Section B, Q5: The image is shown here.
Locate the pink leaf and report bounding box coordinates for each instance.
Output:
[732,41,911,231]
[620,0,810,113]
...
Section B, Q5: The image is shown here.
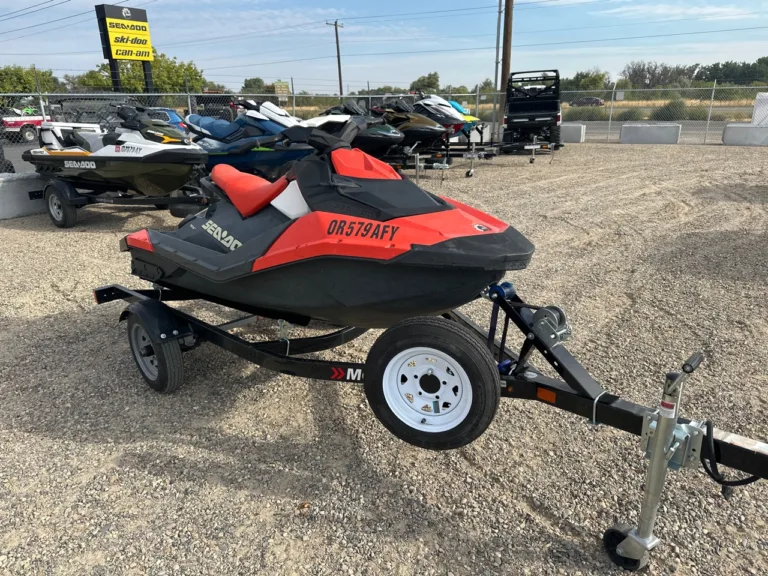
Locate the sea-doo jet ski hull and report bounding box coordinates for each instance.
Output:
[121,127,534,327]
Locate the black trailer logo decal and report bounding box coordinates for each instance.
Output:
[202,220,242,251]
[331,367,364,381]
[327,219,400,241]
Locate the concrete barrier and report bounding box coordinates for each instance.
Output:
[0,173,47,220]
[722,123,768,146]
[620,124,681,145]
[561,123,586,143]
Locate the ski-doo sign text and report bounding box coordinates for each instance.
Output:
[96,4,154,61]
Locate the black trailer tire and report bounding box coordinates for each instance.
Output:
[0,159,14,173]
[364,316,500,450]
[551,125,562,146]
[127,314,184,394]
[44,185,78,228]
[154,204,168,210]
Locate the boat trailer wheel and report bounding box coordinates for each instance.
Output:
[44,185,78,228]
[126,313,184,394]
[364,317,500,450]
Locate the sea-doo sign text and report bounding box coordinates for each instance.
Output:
* * *
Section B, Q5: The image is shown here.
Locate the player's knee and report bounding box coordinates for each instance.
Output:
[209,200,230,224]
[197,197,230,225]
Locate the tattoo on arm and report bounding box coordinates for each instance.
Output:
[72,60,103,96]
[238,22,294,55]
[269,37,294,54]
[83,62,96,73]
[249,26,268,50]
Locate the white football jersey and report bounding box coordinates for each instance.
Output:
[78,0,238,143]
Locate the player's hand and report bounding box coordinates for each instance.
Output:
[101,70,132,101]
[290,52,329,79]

## About this exercise
Read the listing line by line, and copy each line in which the word "sign" is found.

## Completed task
Locate the ski-doo sign text and report bounding box coordinates for each instance.
Locate the sea-doo sign text and report bounding box coordinates for each instance.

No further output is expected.